▸ **MATERIAL PROVIDED**:
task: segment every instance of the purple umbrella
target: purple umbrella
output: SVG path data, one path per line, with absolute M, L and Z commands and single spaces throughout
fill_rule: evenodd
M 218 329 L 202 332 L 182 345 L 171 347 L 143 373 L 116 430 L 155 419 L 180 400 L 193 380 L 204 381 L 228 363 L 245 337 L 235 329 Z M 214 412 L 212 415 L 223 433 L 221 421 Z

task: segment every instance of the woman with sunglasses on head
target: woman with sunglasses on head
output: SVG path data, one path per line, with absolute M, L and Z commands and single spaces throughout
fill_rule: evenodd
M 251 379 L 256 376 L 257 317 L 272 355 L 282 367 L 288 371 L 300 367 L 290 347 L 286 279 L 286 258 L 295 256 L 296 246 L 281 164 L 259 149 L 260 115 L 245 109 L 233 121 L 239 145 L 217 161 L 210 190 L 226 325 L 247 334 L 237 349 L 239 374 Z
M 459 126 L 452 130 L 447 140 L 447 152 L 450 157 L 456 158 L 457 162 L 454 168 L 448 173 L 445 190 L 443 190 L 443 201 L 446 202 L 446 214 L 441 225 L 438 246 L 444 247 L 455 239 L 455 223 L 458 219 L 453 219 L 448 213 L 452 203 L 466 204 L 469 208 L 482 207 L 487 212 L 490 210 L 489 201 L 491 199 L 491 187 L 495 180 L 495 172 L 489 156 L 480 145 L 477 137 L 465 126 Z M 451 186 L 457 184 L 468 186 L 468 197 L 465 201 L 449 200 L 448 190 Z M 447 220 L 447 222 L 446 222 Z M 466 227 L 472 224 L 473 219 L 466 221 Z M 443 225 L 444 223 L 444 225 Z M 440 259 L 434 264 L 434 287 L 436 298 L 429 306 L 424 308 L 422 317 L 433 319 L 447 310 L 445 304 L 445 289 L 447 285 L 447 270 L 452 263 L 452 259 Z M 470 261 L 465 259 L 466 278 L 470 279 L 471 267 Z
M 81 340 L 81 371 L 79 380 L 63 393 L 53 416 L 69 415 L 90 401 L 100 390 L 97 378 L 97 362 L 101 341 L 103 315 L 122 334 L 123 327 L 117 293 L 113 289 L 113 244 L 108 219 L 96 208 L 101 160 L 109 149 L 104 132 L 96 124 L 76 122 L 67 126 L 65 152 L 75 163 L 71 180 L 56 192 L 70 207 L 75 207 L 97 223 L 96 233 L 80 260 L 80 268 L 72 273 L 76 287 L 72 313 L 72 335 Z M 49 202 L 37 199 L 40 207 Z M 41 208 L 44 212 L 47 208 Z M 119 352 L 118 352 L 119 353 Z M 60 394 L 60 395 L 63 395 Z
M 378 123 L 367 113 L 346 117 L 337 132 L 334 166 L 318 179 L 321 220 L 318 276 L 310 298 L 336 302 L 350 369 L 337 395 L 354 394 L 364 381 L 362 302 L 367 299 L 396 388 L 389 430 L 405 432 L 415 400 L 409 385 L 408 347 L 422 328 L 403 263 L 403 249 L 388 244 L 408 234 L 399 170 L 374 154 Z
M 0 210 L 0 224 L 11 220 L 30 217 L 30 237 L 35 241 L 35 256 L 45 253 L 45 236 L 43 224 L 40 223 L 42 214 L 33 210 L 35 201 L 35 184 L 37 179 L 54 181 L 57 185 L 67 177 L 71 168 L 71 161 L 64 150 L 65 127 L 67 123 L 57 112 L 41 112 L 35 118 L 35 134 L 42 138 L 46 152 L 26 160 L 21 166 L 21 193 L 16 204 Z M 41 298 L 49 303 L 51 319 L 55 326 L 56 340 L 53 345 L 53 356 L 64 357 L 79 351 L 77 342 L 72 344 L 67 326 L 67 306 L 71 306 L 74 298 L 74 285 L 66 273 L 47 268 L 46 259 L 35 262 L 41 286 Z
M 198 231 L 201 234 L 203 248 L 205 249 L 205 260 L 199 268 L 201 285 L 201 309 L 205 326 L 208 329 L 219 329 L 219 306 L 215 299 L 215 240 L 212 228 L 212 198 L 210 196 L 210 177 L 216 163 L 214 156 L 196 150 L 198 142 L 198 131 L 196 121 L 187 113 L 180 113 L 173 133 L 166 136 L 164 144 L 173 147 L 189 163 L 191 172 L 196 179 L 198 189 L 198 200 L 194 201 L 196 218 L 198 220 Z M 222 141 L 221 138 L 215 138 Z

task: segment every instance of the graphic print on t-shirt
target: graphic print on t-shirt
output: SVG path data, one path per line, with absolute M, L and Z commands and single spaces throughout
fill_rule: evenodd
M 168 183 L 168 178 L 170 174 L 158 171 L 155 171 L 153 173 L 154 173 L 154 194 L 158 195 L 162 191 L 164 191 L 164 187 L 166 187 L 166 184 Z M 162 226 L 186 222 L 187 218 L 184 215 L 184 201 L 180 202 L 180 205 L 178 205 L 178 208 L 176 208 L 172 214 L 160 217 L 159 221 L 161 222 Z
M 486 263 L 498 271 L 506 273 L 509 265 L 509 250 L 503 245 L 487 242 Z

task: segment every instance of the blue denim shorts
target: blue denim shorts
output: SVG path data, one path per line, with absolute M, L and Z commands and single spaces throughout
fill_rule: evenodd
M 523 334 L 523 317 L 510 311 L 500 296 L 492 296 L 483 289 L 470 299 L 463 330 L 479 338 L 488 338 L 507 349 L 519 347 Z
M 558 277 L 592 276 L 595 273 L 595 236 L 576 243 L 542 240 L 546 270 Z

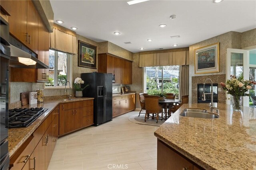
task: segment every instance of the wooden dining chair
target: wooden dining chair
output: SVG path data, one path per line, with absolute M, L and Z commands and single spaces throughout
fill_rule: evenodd
M 189 95 L 182 96 L 181 96 L 181 103 L 176 103 L 173 105 L 173 107 L 170 108 L 170 111 L 172 112 L 175 112 L 183 104 L 188 103 L 188 96 Z
M 156 114 L 156 123 L 158 122 L 159 119 L 159 113 L 162 113 L 162 119 L 163 119 L 163 109 L 162 105 L 159 105 L 159 98 L 158 96 L 146 95 L 144 96 L 145 98 L 145 107 L 146 114 L 145 114 L 145 121 L 146 119 L 150 117 L 150 114 Z
M 142 110 L 146 110 L 145 108 L 145 99 L 144 98 L 144 96 L 146 95 L 147 95 L 148 94 L 147 93 L 140 93 L 139 94 L 139 97 L 140 98 L 140 107 L 141 107 L 141 109 L 140 109 L 140 113 L 139 113 L 139 116 L 140 115 L 140 113 L 141 113 L 141 111 Z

▸ **GOAL**: Give back only the stretch from the line containing "task: segment every instance of the blue" through the line containing "M 558 277 L", swapping "denim" for "jean" and leaving everything else unchanged.

▸ **RESPONSE TO THIS TASK**:
task: segment every instance of the blue jean shorts
target: blue jean shorts
output: SVG path data, one path per line, with absolute M, L and Z commands and single spaces throughout
fill_rule: evenodd
M 523 334 L 523 317 L 510 311 L 500 296 L 492 296 L 483 289 L 470 299 L 463 330 L 479 338 L 488 338 L 507 349 L 519 347 Z
M 558 277 L 592 276 L 595 273 L 595 236 L 576 243 L 542 240 L 546 270 Z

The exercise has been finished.